LIST OF TASKS:
1 - What share of its power does Beijing intend to generate from renewables by 2010, according to the article on China's solar market?
2 - Reproduce word for word the passage of the article on China's solar market starting at "Executives and analysts" and ending at "out minor players.".

Guardian (UK), via Reuters: Solar power equipment makers will have to wait another half-decade or so before China, one of the world’s fastest-growing but most polluted economies, becomes a major market for them alongside Europe. But many are already preparing.
A bevy of U.S.-listed Chinese firms such as SunTech Power and foreign players such as Applied Materials Inc are starting to expand capacity in China, ploughing billions of dollars into factories across the country to capitalise on Beijing’s intention to generate a tenth of its power from renewables by 2010.
Executives and analysts warn Beijing first needs to get its act together and come up with an over-arching blueprint for subsidies, tax incentives and other schemes — as European governments have done — to drive the sector. Expansion itself is fraught with risk: this early in its development, some analysts say the sector is getting overcrowded and predict a shake-out benefiting big companies with access to the expensive raw material, polysilicon, and weeding out minor players.
“China is facing the same situation as Spain and Germany faced two years ago,” said Bryan Li, chief financial officer of solar cell manufacturer Yingli Green Energy. “The Chinese government is deciding whether to give money to the solar sector. And investors will start to pop up only when the government sets up a clear incentive scheme,” added Li.

Location annotation dataset excerpts
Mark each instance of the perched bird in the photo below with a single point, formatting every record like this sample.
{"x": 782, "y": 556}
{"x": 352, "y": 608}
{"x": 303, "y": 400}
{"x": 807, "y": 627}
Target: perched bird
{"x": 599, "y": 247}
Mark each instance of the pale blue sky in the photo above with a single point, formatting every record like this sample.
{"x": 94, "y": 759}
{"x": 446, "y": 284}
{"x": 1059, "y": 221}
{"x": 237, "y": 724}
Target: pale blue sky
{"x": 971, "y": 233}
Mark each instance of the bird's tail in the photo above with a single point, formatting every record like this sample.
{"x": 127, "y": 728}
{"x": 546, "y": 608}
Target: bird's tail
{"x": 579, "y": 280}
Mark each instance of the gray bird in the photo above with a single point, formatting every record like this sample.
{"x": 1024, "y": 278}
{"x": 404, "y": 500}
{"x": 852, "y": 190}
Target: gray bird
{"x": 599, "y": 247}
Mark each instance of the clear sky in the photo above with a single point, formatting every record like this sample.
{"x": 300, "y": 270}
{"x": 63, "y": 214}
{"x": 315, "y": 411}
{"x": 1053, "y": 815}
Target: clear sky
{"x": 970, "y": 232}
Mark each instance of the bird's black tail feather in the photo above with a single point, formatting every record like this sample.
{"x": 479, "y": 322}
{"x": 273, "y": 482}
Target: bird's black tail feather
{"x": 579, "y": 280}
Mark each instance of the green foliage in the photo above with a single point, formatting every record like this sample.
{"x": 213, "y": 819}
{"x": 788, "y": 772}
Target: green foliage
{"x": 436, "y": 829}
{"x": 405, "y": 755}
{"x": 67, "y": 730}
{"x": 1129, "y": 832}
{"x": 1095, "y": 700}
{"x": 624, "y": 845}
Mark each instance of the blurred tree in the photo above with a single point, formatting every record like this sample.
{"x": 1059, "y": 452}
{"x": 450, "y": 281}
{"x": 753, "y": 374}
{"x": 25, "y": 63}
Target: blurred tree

EXERCISE ANSWERS:
1 - A tenth of its power.

2 -
Executives and analysts warn Beijing first needs to get its act together and come up with an over-arching blueprint for subsidies, tax incentives and other schemes — as European governments have done — to drive the sector. Expansion itself is fraught with risk: this early in its development, some analysts say the sector is getting overcrowded and predict a shake-out benefiting big companies with access to the expensive raw material, polysilicon, and weeding out minor players.